Input for this task:

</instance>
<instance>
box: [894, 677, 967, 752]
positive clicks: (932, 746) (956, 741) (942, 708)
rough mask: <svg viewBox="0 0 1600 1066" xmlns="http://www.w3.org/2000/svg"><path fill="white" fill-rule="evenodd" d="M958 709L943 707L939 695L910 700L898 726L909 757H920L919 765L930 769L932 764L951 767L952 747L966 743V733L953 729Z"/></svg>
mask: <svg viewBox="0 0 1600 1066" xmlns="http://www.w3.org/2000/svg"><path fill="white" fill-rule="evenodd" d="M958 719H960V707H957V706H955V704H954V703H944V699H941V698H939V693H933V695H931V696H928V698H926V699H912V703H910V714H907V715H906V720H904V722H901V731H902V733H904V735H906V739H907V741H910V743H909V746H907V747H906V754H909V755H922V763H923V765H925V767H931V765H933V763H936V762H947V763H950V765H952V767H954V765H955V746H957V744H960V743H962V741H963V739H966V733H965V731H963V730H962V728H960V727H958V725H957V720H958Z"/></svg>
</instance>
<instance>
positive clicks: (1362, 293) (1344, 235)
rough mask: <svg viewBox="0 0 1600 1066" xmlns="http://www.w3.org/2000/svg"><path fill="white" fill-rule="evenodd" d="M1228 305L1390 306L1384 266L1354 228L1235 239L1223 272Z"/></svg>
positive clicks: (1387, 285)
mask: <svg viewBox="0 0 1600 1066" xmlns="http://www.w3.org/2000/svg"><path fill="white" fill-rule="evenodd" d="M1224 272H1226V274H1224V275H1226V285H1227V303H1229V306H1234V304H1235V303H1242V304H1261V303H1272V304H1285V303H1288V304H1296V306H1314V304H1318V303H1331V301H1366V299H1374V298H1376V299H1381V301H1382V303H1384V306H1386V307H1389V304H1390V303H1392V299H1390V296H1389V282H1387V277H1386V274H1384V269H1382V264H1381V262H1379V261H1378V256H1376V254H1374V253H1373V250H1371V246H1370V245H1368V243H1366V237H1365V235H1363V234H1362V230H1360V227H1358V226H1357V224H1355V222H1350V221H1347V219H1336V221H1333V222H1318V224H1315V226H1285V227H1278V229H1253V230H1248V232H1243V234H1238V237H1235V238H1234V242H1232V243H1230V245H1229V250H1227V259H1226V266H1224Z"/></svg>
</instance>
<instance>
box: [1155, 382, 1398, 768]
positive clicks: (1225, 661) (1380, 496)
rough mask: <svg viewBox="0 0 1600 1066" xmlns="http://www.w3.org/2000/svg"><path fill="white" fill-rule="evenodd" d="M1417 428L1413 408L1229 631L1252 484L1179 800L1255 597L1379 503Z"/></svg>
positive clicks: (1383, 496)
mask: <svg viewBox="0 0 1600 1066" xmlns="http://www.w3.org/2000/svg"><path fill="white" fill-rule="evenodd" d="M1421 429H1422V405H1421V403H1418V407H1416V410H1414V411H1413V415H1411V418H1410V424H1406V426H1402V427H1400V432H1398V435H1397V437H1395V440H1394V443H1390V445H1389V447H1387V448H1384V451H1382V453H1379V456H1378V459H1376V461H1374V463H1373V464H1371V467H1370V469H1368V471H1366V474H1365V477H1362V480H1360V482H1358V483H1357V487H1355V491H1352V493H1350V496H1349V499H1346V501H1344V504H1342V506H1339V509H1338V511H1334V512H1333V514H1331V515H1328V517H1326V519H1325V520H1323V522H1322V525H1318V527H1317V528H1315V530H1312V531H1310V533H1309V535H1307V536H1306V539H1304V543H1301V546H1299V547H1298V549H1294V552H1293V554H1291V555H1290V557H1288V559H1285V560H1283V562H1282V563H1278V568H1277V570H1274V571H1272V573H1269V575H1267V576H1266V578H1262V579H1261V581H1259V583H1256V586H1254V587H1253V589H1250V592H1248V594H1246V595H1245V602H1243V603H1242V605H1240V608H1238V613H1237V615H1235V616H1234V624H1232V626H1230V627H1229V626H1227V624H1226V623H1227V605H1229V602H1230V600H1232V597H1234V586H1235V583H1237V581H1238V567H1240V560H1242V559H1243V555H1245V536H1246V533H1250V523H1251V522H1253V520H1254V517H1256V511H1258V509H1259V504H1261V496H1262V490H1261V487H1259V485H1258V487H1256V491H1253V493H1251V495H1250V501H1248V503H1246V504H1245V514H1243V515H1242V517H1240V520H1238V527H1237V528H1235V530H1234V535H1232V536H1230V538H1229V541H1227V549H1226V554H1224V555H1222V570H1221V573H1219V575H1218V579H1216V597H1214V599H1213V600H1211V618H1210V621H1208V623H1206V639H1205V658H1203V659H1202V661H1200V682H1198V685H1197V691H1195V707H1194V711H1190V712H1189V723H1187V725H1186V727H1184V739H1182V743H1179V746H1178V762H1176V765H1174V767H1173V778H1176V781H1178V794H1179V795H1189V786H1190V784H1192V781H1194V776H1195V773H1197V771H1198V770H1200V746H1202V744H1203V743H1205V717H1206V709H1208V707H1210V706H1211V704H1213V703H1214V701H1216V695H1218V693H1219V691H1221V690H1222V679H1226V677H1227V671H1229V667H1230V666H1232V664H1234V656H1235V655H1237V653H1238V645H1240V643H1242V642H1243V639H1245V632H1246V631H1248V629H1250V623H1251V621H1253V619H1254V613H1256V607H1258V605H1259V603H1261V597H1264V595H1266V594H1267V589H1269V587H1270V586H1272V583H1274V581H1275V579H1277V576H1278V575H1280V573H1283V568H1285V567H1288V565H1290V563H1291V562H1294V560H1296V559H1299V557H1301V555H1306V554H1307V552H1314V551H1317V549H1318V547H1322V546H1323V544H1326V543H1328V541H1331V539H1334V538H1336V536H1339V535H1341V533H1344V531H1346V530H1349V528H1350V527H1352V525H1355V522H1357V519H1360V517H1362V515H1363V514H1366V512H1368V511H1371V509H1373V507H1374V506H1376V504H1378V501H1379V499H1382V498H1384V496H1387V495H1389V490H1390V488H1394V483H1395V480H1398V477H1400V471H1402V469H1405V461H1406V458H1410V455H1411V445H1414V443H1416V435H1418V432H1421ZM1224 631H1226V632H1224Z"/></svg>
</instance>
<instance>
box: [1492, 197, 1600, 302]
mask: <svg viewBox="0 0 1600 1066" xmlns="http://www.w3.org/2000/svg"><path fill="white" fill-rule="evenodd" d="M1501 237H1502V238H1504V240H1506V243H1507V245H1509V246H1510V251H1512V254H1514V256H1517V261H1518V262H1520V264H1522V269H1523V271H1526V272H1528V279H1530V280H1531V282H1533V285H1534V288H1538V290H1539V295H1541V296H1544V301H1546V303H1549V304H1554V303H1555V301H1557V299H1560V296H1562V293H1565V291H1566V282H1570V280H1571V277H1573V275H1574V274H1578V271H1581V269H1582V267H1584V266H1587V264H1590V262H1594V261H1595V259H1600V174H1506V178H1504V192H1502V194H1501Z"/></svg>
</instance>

What you should do: Rewrite the material from its first line through the line containing "709L943 707L939 695L910", putting "coarse mask" in place of "rough mask" and keeping everything else as it is.

Expected answer:
</instance>
<instance>
box: [894, 677, 967, 752]
positive clicks: (932, 746) (956, 741) (942, 708)
coarse mask: <svg viewBox="0 0 1600 1066" xmlns="http://www.w3.org/2000/svg"><path fill="white" fill-rule="evenodd" d="M958 709L943 707L939 695L910 700L898 726L909 757H920L919 765L930 769L932 764L951 767L952 747L966 743V733L953 729Z"/></svg>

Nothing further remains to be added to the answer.